··· EXTRAIT CHOISI

Alors que les Évangiles nous montrent clairement que Jésus bouscule les
hiérarchies que les hommes ont établies et qu’il déroute ceux qui lui
demandent d’en créer de nouvelles, la société occidentale chrétienne sera influencée par une
conception hiérarchique qu’on a appelée « tripartition fonctionnelle »,
conception typiquement indo-européenne inspirée par le systèmes
hindou des castes et transmise par la Grèce à certains penseurs
chrétiens.
La vision tripartite de la société va se mêler, à partir du IXe siècle à
la vision bipartite qui accorde l’autorité au pouvoir spirituel (pape et
évêques) et la puissance au pouvoir temporel (empereur, rois, comtes).
Le roi Alfred le Grand d’Angleterre (849-899) considère qu’il y a trois
sortes d’hommes : les gebedmen (hommes pour la prière), les fyrdmen
(hommes pour la guerre) et les weorcmen (hommes pour le travail).
A la même époque, en France, à l’abbaye Saint-Germain
d’Auxerre, des théoriciens
vont justifier ce type de classification où les diverses fonctions vont
devenir des états hiérarchisés. Dans ce travail de conceptualisation,
Haymon, maître dans les années 840/845-860, s’appuie sur les œuvres
d’Isidore de Séville (vers 560-636). Heiric (ou Heric), son successeur (né en 841)
distingue, d’une part, les moines et les clercs et, d’autre part, les
laïcs qui, eux, se répartissent en deux ordres : belligerantes et
agricolantes : « Les uns combattant, les autres travaillant la terre,
vous êtes un ordre, vous que Dieu a élus pour que, étant plus libres,
vous vous occupiez des fonctions de son service. » Heiric a été marqué,
lui, par la pensée de Jean Scot Erigène (entre 800 et 870) ; son
néoplatonisme est nourri aussi par Maxime le Confesseur
(580-662) et surtout par le
Pseudo-Denys qui exerça une influence considérable sur les théologiens
du moyen-âge et jusqu’au XVIIe siècle.
La notion dionysienne de hiérarchie « s’inscrit à la fois dans la
tradition des cosmologies antiques et dans celle du système politique de
Platon, l’idée de base étant que chaque intelligence, incarnée ou non,
doit se tenir à sa place hiérarchique et accomplir les fonctions de son
rang. De l’homme à Dieu, la hiérarchie est constituée de triades
ascendendantes. (…) Chaque rang reçoit
la divinisation du rang supérieur et la transmet au rang inférieur, les
deux hiérarchies (céleste et ecclésiastique) reliant l’un à l’autre
les deux mondes des intelligences pures et des intelligences incarnées.
Pour le Pseudo-Denys, la divinisation s’exerce à la manière de
l’illumination solaire, qui atteint de proche en proche les objets les
plus éloignés, mais en perdant de sa lumière à mesure qu’elle s’écarte
de sa source ».

······
··· DONNÉES FOURNIES

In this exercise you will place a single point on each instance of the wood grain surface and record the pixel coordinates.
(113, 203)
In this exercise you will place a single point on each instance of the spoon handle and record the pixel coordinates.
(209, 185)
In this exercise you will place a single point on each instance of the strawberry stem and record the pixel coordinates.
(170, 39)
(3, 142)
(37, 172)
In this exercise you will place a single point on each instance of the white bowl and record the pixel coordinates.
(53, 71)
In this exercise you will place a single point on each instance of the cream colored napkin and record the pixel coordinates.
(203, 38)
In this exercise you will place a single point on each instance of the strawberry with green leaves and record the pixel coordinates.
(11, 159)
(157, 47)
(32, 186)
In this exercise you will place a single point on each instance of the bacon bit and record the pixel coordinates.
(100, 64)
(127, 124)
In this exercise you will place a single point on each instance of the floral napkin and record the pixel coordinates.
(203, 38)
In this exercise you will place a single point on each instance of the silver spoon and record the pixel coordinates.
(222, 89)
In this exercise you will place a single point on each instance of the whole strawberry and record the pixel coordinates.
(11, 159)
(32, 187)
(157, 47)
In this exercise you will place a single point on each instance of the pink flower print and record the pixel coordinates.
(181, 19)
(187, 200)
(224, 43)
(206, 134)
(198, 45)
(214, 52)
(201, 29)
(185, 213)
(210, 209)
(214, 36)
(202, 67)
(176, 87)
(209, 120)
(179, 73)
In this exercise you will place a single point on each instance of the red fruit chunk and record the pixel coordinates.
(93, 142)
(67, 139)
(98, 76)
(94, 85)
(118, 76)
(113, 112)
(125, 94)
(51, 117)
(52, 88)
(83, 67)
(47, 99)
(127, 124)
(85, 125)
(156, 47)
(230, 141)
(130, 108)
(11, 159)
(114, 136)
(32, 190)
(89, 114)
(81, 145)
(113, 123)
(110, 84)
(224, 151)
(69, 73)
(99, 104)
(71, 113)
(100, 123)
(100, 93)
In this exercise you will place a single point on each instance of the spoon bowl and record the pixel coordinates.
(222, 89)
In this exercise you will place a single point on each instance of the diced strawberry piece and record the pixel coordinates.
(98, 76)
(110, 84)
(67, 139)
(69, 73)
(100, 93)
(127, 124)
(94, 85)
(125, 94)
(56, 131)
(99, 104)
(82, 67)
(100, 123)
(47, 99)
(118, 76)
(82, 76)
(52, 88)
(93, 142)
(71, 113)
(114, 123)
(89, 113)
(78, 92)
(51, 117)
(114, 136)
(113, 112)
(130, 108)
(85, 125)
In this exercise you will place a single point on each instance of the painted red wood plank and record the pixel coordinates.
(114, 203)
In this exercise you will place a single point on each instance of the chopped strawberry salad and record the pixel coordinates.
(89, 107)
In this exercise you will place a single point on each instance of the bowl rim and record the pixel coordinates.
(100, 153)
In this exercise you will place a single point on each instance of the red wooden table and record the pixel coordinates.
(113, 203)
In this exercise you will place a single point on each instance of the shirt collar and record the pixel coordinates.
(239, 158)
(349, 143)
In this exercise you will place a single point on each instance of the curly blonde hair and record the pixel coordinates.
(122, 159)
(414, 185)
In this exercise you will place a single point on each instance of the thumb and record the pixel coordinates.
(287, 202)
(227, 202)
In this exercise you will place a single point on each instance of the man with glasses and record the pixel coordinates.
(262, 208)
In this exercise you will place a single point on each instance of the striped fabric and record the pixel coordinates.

······

*TRAVAIL À FAIRE*.
a. Recopiez, dans l’extrait sur la tripartition fonctionnelle, le passage allant de « La vision tripartite » jusqu’à « (empereur, rois, comtes). ».
b. Résumez plus brièvement le paragraphe de l’extrait sur la tripartition fonctionnelle qui commence par « Alors que les Évangiles », sans en perdre les faits essentiels.
c. Poursuivez l’extrait sur la tripartition fonctionnelle à la suite de sa dernière phrase.
Les enregistrements n’ont aucun lien avec l’extrait.

*RÉPONSES AUX CONSIGNES*.
a.
La vision tripartite de la société va se mêler, à partir du IXe siècle à
la vision bipartite qui accorde l’autorité au pouvoir spirituel (pape et
évêques) et la puissance au pouvoir temporel (empereur, rois, comtes).

b. D’après les Évangiles, Jésus renverse les hiérarchies humaines et déconcerte ceux qui veulent en instaurer d’autres. Pourtant, la société chrétienne d’Occident subira l’influence de la « tripartition fonctionnelle ». Cette conception hiérarchique indo-européenne s’inspire du système hindou des castes et a été transmise par la Grèce à certains penseurs chrétiens.

c.
Pour le Pseudo-Denys, « la hiérarchie (…) est un ordre sacré, une
science, une activité s’assimilant, autant que possible, à la
déiformité, et, selon les illuminations dont Dieu lui a fait don,
s’élevant à la mesure de ses forces vers l’imitation de Dieu, - et si la
Beauté qui convient à Dieu, étant simple, bonne, principe de toute
initiation, est entièrement pure de toute dissemblance, Elle fait
participer chacun, selon sa valeur, à la lumière qui est en Elle et Elle
le parfait dans une très divine initiation en façonnant harmonieusement
les initiés à l’immuable ressemblance de sa propre forme ».
Le traducteur note très justement que « l’équivoque de la « hiérarchie »
telle qu’elle est ici entendue est que cette « valeur » est à la fois
une réalité « naturelle » (…) et cependant un mérite qui s’acquiert
par un effort de « tension vers le haut ». Elle est en outre un don
généreux, mais qui ne se transmet que « par degrés ».
Un siècle plus tard, l’évêque Adalbéron de Laon (950/957-1031) va jouer
un rôle politique important. Son oncle, Adalbéron archevêque de Reims,
avait favorisé l’élection d’Hugues Capet au détriment de l’héritier
légitime Charles de Lorraine. Celui-ci fut livré par traîtrise à H.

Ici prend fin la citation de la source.